*Written tasks*:
1. In the mailing-list message below, condense the header block that begins "From: Dietmar Eggemann" into a short list that keeps its main facts.
2. Extend the mailing-list message on the sched_domain topology rework from the point where it stops.

##### Passage provided #####

Re: [RFC 0/6] rework sched_domain topology description

linux-kernel.vger.kernel.org archive mirror
 help / color / mirror / Atom feed

From: Dietmar Eggemann <dietmar.eggemann@arm.com>
To: Vincent Guittot <vincent.guittot@linaro.org>
Cc: Peter Zijlstra <peterz@infradead.org>,
	"mingo@kernel.org" <mingo@kernel.org>,
	"linux-kernel@vger.kernel.org" <linux-kernel@vger.kernel.org>,
	"tony.luck@intel.com" <tony.luck@intel.com>,
	"fenghua.yu@intel.com" <fenghua.yu@intel.com>,
	"schwidefsky@de.ibm.com" <schwidefsky@de.ibm.com>,
	"james.hogan@imgtec.com" <james.hogan@imgtec.com>,
	"cmetcalf@tilera.com" <cmetcalf@tilera.com>,
	"benh@kernel.crashing.org" <benh@kernel.crashing.org>,
	"linux@arm.linux.org.uk" <linux@arm.linux.org.uk>,
	"linux-arm-kernel@lists.infradead.org" 
	<linux-arm-kernel@lists.infradead.org>,
	"preeti@linux.vnet.ibm.com" <preeti@linux.vnet.ibm.com>,
	"linaro-kernel@lists.linaro.org" <linaro-kernel@lists.linaro.org>
Subject: Re: [RFC 0/6] rework sched_domain topology description
Date: Thu, 13 Mar 2014 14:07:43 +0000	[thread overview]
Message-ID: <5321BBAF.8050108@arm.com> (raw)
In-Reply-To: <CAKfTPtC3Y7s=n205MND24tLrsT+-3+JhWHebxcBkwAuaMngDhA@mail.gmail.com>

On 12/03/14 13:47, Vincent Guittot wrote:
> On 12 March 2014 14:28, Dietmar Eggemann <dietmar.eggemann@arm.com> wrote:
>> On 11/03/14 13:17, Peter Zijlstra wrote:
>>> On Sat, Mar 08, 2014 at 12:40:58PM +0000, Dietmar Eggemann wrote:
>>>>>
>>>>> I don't have a strong opinion about using or not a cpu argument for
>>>>> setting the flags of a level (it was part of the initial proposal
>>>>> before we start to completely rework the build of sched_domain)

##### Listing #####

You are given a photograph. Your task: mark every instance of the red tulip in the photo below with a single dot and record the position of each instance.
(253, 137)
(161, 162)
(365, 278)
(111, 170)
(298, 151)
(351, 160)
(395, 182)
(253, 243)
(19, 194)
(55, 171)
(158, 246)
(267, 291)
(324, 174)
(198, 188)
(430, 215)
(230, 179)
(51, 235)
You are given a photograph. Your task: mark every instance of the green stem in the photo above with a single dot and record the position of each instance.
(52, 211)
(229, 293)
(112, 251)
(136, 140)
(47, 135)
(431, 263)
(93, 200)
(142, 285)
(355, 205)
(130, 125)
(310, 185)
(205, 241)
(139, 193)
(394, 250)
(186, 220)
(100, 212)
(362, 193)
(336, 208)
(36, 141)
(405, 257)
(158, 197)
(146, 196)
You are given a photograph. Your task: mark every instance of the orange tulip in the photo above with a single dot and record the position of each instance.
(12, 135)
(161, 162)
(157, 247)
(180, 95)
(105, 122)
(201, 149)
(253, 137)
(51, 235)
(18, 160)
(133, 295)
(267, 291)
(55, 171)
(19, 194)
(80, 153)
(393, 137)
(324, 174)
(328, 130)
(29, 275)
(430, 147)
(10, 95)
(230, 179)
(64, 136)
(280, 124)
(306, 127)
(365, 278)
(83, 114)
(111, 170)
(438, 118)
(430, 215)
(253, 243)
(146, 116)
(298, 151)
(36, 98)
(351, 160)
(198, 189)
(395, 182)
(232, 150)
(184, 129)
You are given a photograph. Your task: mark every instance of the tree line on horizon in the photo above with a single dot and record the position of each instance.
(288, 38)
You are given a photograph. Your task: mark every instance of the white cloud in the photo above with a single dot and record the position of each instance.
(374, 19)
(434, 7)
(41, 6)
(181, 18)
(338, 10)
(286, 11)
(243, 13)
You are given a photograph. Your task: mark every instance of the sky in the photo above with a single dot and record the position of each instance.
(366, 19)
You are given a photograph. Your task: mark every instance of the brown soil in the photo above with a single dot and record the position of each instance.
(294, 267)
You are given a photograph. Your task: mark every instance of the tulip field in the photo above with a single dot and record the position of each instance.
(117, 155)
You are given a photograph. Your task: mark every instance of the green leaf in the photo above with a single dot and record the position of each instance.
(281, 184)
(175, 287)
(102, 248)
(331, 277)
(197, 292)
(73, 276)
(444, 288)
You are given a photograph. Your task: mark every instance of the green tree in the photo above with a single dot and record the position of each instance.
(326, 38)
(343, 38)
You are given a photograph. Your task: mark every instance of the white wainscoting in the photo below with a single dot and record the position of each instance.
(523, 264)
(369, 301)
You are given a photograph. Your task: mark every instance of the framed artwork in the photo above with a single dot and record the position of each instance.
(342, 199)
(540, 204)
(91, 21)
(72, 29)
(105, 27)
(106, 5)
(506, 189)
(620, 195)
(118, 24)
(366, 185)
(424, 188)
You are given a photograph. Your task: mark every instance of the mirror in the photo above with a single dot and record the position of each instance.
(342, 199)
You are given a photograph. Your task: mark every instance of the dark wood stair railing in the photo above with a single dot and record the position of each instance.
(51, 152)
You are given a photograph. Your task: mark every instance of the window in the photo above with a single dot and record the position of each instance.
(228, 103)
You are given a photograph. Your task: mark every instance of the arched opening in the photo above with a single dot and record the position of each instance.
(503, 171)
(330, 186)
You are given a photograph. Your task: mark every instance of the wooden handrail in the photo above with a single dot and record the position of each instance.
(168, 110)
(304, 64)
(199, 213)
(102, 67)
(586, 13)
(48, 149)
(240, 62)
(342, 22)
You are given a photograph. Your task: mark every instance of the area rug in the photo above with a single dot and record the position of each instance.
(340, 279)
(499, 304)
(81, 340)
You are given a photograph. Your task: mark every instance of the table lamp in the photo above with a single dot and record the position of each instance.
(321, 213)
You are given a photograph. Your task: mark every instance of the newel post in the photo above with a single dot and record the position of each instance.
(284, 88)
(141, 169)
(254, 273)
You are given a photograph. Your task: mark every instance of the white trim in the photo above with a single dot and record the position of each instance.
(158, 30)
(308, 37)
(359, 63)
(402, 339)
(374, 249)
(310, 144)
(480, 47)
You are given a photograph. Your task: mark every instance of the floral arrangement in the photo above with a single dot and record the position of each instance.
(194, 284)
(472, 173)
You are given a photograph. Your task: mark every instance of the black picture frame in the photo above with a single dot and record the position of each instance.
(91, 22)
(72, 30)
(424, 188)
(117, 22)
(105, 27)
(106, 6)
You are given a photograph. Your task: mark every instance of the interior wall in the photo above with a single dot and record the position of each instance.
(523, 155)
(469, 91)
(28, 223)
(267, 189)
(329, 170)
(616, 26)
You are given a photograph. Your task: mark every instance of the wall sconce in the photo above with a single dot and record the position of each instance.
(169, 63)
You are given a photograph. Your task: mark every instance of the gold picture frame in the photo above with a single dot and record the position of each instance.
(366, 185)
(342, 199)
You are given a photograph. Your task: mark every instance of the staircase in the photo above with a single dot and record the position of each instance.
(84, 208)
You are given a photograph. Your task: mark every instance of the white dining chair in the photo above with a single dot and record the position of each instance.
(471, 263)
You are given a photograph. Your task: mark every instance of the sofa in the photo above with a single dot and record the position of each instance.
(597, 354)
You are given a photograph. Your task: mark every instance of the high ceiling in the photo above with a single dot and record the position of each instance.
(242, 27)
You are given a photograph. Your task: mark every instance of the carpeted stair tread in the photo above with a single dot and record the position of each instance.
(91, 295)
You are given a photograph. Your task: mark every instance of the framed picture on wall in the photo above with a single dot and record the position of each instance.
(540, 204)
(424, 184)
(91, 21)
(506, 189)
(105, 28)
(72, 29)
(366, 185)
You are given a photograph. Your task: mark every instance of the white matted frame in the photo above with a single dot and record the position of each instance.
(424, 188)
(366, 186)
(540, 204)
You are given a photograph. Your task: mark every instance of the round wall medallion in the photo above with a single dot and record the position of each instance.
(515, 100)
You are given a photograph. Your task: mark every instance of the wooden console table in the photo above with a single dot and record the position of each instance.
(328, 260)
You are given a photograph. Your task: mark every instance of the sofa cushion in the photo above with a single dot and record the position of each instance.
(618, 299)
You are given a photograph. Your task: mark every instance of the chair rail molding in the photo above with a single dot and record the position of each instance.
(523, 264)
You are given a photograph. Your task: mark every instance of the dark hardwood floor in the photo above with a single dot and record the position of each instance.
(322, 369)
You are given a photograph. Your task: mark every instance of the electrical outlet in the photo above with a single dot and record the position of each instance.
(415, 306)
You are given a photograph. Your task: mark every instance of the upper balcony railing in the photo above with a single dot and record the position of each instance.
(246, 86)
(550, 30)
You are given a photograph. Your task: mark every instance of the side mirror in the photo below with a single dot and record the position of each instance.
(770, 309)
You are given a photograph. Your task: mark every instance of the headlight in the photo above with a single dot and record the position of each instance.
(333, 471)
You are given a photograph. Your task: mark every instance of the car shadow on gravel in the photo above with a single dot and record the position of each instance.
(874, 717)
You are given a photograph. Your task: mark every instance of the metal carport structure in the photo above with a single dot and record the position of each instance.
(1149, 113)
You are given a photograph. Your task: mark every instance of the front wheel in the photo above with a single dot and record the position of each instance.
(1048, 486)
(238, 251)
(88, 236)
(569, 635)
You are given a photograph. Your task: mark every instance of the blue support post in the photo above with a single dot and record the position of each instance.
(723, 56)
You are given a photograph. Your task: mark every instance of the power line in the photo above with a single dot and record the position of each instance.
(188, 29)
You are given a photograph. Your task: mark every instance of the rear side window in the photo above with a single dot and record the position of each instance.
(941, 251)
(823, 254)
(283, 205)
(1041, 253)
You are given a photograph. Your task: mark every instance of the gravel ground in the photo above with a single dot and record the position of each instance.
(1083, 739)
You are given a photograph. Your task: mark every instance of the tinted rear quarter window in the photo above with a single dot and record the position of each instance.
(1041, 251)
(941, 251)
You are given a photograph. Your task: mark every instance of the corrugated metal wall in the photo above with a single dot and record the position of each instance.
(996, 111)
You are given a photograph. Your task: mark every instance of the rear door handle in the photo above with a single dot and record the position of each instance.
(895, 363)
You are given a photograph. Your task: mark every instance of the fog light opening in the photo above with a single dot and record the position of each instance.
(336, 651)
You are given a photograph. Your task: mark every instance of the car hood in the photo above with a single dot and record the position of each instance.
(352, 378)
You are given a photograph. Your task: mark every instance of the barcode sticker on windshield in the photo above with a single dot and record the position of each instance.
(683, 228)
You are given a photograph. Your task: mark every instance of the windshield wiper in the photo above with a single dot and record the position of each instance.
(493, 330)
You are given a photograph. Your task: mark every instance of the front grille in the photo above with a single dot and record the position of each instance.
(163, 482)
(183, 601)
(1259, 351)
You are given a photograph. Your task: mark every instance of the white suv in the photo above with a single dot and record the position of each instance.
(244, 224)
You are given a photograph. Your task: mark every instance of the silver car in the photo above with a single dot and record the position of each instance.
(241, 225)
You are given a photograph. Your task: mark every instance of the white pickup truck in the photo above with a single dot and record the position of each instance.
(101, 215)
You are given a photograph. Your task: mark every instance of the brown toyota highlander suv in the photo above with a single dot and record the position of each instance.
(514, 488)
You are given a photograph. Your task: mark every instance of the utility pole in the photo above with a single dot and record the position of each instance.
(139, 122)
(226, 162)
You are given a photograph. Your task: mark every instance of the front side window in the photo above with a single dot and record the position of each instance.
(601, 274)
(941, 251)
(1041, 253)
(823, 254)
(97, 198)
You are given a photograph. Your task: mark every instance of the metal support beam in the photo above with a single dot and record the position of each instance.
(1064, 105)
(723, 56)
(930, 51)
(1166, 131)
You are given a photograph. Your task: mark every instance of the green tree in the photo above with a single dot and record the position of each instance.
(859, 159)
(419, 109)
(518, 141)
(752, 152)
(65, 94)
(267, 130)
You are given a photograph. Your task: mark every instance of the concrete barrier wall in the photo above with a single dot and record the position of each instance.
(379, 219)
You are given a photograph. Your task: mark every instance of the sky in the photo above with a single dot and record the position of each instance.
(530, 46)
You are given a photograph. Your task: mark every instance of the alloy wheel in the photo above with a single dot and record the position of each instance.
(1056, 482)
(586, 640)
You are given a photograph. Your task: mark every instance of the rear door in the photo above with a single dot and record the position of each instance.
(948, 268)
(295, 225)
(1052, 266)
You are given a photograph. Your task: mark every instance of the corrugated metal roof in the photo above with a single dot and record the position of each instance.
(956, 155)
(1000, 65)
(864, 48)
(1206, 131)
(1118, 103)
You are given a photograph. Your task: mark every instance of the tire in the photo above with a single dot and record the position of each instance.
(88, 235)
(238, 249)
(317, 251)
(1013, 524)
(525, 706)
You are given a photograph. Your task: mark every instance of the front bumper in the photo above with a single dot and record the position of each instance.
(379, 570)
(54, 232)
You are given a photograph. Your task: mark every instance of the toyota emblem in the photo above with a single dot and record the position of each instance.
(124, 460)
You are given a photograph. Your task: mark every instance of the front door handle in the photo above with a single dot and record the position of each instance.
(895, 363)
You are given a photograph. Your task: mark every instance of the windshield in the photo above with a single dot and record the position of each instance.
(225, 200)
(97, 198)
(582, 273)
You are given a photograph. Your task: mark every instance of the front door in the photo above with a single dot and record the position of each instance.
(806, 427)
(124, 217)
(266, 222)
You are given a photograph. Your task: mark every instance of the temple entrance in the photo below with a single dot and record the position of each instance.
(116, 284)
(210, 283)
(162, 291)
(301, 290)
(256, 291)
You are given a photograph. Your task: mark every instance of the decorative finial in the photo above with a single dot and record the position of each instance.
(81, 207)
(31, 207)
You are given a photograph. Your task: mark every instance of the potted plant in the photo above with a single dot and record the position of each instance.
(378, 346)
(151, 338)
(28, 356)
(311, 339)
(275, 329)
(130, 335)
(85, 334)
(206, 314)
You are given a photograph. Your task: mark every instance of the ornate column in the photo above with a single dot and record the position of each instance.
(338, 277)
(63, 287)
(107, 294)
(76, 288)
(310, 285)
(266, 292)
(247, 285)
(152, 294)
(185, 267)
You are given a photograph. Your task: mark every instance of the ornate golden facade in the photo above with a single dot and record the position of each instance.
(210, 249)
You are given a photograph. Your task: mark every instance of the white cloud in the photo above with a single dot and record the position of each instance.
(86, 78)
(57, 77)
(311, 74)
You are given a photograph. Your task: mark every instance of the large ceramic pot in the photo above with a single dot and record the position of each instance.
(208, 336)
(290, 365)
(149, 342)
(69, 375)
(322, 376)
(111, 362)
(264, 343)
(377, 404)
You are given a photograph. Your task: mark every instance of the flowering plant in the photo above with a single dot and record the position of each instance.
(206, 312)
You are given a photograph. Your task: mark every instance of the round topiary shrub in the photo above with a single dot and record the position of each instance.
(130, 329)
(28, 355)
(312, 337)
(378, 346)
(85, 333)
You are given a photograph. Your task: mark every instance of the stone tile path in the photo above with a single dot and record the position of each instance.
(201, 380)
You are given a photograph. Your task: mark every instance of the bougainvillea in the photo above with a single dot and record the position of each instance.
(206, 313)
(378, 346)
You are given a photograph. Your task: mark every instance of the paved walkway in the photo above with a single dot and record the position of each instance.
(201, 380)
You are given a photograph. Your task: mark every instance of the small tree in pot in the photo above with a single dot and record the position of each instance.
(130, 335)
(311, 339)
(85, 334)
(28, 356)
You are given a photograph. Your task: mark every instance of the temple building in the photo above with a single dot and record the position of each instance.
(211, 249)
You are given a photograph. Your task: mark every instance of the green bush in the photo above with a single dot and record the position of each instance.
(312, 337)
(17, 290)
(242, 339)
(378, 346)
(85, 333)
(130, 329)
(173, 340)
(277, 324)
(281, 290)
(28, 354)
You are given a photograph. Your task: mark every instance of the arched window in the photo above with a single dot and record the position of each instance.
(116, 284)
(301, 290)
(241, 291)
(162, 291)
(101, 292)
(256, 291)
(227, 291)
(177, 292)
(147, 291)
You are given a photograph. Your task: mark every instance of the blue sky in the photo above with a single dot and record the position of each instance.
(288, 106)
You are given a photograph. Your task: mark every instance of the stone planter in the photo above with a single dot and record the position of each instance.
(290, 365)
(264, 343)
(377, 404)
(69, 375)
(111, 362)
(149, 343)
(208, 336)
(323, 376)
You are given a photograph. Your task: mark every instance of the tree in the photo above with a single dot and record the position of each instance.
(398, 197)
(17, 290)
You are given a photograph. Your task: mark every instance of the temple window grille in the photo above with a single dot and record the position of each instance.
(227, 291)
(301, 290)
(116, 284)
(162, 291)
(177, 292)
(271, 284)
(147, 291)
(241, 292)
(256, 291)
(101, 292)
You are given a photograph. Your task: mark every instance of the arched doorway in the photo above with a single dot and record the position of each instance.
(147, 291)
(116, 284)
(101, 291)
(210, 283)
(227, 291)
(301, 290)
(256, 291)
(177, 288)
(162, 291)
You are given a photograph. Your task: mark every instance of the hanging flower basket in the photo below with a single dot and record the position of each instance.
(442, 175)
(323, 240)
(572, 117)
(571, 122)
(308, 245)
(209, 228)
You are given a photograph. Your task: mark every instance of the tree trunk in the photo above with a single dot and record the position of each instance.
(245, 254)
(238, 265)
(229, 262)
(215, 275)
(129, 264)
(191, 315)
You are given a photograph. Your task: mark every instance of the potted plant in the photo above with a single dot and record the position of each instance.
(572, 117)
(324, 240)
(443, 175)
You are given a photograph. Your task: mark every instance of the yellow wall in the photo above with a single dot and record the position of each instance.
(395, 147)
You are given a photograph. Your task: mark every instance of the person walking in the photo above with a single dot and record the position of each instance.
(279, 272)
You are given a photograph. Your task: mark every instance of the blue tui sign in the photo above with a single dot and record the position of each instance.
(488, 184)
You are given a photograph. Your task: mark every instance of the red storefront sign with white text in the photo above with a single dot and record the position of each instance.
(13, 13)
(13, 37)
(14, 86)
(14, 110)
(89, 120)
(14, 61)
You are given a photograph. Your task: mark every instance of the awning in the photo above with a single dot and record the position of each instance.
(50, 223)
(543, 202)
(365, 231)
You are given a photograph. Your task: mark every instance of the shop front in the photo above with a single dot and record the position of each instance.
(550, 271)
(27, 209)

#####

*Results in order*:
1.
- From: Dietmar Eggemann <dietmar.eggemann@arm.com>
- To: Vincent Guittot <vincent.guittot@linaro.org>
- Cc: Peter Zijlstra <peterz@infradead.org> and twelve other addresses, including mingo@kernel.org and linux-kernel@vger.kernel.org
- Subject: Re: [RFC 0/6] rework sched_domain topology description
- Date: Thu, 13 Mar 2014 14:07:43 +0000
- Message-ID: <5321BBAF.8050108@arm.com>
- In reply to: <CAKfTPtC3Y7s=n205MND24tLrsT+-3+JhWHebxcBkwAuaMngDhA@mail.gmail.com>

2.
>>>>> Nevertheless, I see one potential concern that you can have completely
>>>>> different flags configuration of the same sd level of 2 cpus.
>>>>
>>>> Could you elaborate a little bit further regarding the last sentence? Do you
>>>> think that those completely different flags configuration would make it
>>>> impossible, that the load-balance code could work at all at this sd?
>>>
>>> So a problem with such an interfaces is that is makes it far too easy to
>>> generate completely broken domains.
>>
>> I see the point. What I'm still struggling with is to understand why
>> this interface is worse then the one where we set-up additional,
>> adjacent sd levels with new cpu_foo_mask functions plus different static
>> sd-flags configurations and rely on the sd degenerate functionality in
>> the core scheduler to fold these levels together to achieve different
>> per cpu sd flags configurations.
> 
> The main difference is that all CPUs has got the same levels at the
> initial state and then the degenerate sequence can decide that it's
> worth removing a level and if it will not create unsuable domains.
>

Agreed. But what I'm trying to say is that using the approach of
multiple adjacent sd levels with different cpu_mask(int cpu) functions
and static sd topology flags will not prevent us from coding the
enforcement of sane sd topology flags set-ups somewhere inside the core
scheduler.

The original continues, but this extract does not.